Your goal: Please rewrite the records from the start up to and including the line with "xmin=20 ymin=224 xmax=80 ymax=309", replacing "decorative object" with "ornamental object" and leaving everything else unchanged.

Bounding box annotation records:
— START —
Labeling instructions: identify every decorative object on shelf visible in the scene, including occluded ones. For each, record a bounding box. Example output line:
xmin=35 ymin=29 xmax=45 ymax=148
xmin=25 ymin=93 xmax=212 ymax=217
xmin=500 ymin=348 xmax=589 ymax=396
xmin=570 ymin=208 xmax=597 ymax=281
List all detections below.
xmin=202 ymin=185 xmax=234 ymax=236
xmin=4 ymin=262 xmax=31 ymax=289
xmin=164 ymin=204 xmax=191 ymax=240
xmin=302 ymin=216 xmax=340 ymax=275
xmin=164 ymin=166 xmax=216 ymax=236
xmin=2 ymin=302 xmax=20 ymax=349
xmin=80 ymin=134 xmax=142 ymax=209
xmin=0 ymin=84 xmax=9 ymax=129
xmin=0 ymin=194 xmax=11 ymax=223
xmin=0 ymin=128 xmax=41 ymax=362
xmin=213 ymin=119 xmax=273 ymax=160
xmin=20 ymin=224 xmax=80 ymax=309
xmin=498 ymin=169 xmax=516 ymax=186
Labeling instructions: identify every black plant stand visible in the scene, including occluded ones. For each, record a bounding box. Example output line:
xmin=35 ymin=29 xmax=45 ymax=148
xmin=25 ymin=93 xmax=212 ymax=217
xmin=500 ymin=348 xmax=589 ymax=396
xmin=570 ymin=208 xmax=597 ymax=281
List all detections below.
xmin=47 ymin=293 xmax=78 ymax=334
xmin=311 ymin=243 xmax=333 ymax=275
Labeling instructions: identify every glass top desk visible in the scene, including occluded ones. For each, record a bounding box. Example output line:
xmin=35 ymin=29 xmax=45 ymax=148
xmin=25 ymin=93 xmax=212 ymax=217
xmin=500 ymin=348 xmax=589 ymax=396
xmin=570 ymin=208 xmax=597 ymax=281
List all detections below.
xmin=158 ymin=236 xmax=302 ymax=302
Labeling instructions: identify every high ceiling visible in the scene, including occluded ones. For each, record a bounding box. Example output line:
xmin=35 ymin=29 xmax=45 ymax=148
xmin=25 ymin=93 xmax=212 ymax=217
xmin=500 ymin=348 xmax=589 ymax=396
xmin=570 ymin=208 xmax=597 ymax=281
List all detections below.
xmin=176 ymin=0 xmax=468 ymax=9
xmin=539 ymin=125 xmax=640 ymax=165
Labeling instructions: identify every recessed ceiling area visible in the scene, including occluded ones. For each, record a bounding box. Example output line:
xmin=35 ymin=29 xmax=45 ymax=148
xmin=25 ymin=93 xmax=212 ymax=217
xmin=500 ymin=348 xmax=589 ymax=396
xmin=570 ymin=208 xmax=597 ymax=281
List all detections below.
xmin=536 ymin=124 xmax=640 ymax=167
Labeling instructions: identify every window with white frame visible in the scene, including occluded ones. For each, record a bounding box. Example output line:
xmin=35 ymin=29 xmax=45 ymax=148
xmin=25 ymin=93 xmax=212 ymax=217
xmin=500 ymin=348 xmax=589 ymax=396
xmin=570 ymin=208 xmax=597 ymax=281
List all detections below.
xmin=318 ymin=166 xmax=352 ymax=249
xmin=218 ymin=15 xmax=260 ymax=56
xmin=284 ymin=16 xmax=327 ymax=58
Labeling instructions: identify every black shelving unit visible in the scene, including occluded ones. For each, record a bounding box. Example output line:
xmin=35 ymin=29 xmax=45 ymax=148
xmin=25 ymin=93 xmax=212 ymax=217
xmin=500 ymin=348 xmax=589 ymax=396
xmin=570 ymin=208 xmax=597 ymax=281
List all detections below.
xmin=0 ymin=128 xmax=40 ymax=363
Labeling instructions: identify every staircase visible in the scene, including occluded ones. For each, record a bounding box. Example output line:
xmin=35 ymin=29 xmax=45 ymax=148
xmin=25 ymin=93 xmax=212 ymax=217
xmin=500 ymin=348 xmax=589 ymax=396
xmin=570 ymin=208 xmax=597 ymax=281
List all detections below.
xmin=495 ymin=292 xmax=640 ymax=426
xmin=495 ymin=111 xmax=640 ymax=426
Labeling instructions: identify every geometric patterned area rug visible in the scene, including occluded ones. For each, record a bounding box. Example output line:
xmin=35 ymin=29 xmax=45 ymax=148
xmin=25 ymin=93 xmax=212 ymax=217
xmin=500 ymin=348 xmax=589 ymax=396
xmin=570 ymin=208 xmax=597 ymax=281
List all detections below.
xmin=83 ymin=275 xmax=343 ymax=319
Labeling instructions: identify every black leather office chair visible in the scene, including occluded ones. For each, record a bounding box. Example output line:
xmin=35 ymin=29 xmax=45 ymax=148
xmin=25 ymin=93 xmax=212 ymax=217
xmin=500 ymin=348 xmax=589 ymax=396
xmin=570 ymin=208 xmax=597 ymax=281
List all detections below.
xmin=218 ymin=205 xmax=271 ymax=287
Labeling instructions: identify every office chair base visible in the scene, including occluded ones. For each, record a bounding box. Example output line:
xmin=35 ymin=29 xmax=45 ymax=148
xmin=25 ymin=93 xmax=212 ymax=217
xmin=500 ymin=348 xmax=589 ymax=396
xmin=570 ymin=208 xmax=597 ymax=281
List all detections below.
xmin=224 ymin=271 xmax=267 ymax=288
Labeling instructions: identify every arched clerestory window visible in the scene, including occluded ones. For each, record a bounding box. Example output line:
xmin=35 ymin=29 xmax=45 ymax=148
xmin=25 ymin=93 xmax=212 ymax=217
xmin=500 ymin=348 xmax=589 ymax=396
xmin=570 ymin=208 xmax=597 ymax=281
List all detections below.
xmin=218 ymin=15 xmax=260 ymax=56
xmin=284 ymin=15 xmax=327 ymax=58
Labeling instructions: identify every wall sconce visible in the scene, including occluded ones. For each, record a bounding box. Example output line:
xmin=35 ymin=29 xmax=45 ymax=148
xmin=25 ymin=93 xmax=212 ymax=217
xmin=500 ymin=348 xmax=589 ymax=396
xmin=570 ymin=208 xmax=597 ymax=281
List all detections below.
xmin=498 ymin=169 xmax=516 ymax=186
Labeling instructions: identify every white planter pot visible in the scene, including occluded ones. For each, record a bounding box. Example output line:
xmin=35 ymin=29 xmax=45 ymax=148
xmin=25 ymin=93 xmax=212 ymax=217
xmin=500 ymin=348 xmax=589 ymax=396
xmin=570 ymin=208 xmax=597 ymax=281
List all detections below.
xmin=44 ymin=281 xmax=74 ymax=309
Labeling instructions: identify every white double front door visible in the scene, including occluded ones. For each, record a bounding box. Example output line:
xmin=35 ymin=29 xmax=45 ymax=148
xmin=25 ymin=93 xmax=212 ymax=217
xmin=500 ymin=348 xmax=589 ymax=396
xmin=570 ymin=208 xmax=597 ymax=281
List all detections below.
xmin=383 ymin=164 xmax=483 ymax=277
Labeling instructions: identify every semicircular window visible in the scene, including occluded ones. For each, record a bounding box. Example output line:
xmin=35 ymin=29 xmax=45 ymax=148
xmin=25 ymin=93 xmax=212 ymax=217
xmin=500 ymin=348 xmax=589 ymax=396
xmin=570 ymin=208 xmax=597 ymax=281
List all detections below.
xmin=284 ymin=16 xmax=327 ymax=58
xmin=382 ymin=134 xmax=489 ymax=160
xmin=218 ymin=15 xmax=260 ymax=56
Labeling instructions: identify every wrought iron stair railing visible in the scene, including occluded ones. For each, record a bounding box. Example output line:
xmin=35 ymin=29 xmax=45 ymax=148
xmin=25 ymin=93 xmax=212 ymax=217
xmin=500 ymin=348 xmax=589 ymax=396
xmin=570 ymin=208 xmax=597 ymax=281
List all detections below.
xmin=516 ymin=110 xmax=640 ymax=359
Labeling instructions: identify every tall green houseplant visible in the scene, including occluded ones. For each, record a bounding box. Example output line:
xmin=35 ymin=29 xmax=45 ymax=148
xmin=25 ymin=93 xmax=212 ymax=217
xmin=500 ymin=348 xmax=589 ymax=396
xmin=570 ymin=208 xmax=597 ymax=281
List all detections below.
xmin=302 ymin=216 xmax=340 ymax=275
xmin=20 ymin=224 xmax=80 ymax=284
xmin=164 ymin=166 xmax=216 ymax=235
— END —
Right answer:
Labeling instructions: identify every ornamental object on shelf visible in the scene, including occluded ones. For each, record a bounding box. Example output line:
xmin=35 ymin=29 xmax=45 ymax=148
xmin=25 ymin=93 xmax=212 ymax=217
xmin=500 ymin=348 xmax=589 ymax=396
xmin=570 ymin=208 xmax=597 ymax=281
List all detections below.
xmin=202 ymin=185 xmax=234 ymax=236
xmin=4 ymin=262 xmax=31 ymax=289
xmin=164 ymin=204 xmax=191 ymax=240
xmin=302 ymin=216 xmax=340 ymax=275
xmin=164 ymin=166 xmax=216 ymax=236
xmin=2 ymin=302 xmax=20 ymax=349
xmin=80 ymin=134 xmax=142 ymax=209
xmin=0 ymin=84 xmax=9 ymax=129
xmin=0 ymin=194 xmax=11 ymax=223
xmin=0 ymin=128 xmax=41 ymax=362
xmin=213 ymin=119 xmax=273 ymax=160
xmin=20 ymin=224 xmax=80 ymax=309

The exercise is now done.